:: Required action ::
Write the line that contains "Target: red wooden cabinet" and each one after it, word for word, ending with the final line of the data.

:: Exercise input ::
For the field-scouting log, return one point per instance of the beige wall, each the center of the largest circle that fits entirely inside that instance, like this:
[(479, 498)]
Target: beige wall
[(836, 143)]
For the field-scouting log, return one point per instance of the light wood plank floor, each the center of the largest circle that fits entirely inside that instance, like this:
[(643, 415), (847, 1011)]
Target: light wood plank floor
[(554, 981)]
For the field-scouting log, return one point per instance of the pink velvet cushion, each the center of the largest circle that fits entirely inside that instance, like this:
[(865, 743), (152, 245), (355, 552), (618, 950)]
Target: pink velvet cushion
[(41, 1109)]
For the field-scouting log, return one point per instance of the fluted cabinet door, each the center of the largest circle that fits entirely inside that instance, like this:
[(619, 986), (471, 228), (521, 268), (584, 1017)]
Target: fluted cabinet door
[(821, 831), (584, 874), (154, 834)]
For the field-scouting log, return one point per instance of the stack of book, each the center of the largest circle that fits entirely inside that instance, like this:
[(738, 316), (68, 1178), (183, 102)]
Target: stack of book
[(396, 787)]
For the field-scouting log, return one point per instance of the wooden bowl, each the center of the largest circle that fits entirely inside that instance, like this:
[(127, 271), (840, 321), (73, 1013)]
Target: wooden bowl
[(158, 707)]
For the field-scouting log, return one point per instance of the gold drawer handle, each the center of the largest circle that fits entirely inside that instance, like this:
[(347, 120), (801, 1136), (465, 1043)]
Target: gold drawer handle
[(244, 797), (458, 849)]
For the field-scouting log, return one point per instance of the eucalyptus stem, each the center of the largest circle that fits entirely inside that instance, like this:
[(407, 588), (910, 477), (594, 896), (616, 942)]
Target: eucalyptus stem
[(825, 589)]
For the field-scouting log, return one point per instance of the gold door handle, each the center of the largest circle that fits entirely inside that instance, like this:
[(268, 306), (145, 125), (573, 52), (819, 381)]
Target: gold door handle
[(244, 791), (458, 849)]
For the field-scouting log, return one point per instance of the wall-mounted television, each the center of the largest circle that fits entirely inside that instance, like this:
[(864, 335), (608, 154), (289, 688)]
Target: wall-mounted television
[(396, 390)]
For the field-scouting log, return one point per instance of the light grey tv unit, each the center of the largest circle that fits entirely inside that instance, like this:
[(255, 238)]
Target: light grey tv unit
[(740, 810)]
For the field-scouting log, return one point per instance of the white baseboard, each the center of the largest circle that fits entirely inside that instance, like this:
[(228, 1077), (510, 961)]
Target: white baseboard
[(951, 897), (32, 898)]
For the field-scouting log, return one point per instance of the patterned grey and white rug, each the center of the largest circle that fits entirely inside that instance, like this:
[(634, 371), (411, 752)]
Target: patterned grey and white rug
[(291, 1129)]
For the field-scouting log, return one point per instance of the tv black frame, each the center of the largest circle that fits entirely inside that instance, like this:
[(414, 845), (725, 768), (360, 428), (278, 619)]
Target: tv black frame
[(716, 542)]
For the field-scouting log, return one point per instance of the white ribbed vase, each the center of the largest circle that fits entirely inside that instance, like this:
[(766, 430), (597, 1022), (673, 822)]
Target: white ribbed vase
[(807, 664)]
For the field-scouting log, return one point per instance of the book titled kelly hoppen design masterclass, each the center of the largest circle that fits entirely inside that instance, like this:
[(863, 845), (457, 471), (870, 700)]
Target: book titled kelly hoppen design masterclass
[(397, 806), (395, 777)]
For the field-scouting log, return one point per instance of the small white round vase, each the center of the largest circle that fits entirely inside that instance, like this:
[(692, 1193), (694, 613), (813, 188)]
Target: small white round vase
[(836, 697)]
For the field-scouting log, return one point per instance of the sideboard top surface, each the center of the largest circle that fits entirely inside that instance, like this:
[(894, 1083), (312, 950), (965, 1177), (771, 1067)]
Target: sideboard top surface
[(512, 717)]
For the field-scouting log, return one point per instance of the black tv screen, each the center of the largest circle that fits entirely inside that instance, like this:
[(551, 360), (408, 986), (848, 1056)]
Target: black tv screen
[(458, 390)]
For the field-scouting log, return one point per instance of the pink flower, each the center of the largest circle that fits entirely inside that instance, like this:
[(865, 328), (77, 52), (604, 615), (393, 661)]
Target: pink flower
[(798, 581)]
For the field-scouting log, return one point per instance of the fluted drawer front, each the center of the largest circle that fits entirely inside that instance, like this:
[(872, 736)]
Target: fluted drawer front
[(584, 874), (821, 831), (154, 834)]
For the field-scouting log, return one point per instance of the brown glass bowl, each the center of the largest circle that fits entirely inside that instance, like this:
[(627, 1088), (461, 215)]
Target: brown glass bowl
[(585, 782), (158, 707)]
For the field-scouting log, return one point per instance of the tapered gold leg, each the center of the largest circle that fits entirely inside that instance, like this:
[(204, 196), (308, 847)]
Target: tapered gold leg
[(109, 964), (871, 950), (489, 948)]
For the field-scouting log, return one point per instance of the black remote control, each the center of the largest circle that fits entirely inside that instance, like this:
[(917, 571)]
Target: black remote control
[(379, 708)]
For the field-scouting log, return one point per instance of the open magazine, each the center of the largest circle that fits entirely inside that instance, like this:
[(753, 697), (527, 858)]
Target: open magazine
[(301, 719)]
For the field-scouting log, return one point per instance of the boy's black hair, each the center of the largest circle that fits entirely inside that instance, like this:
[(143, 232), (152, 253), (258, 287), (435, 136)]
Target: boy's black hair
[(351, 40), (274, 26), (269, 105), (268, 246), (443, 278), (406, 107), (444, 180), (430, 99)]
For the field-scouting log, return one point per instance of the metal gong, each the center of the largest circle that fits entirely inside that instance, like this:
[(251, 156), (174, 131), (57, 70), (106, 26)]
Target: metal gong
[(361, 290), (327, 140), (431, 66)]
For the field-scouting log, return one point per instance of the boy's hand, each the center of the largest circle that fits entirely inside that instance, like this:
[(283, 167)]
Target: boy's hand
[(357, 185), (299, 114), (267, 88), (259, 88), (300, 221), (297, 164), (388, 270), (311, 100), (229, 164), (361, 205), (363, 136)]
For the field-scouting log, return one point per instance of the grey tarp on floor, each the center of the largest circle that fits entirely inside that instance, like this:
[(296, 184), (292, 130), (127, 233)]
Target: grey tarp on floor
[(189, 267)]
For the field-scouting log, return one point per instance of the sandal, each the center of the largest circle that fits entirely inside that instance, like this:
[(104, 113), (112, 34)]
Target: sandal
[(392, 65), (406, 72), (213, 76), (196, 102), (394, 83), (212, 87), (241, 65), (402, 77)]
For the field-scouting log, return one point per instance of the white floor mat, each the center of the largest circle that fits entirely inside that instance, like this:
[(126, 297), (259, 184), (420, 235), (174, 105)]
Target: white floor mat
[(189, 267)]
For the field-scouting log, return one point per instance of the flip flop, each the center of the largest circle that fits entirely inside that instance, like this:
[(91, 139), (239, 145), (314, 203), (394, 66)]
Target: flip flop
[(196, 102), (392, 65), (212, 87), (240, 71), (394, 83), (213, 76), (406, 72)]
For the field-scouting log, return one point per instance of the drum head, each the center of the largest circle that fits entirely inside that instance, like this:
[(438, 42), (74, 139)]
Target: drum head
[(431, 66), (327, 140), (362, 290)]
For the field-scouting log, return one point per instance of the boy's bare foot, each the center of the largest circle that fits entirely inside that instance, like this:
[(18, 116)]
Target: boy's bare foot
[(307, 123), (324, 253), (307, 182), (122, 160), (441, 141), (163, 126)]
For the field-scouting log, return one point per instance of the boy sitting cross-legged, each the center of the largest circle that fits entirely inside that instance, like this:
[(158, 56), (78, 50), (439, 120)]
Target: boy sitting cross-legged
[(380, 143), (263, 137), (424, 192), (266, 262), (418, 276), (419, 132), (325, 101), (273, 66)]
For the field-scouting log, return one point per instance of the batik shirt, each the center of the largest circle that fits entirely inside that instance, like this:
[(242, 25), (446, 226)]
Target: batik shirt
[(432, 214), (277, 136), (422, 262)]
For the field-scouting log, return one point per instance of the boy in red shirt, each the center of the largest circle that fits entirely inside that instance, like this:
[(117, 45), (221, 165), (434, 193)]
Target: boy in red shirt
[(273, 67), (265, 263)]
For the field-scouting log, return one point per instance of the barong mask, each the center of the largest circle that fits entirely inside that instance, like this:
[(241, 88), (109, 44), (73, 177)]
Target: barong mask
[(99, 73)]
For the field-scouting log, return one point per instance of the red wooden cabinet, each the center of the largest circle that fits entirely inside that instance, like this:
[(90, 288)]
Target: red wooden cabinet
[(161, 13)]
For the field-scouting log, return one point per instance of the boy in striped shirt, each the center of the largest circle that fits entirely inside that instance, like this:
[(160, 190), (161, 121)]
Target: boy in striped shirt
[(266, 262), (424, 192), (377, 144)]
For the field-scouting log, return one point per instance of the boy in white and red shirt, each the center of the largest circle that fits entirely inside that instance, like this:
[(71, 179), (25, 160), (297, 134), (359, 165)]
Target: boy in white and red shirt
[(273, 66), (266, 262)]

:: Exercise solution ::
Target: red wooden cabinet
[(161, 13)]
For the field-scouting log, return one point per instance of the boy in striped shirt, each the center of the largest circle that fits entirely inside that instance, like this:
[(160, 190), (161, 121)]
Target: boy in striped shirt
[(266, 262), (424, 192), (377, 144)]
For the field-scouting log, return one point per instance of the boy in white and red shirt, each the center of the largest circle that fits entirely inside that instance, like this:
[(71, 179), (25, 160), (297, 134), (359, 165)]
Target: boy in white and red shirt
[(273, 66), (266, 262)]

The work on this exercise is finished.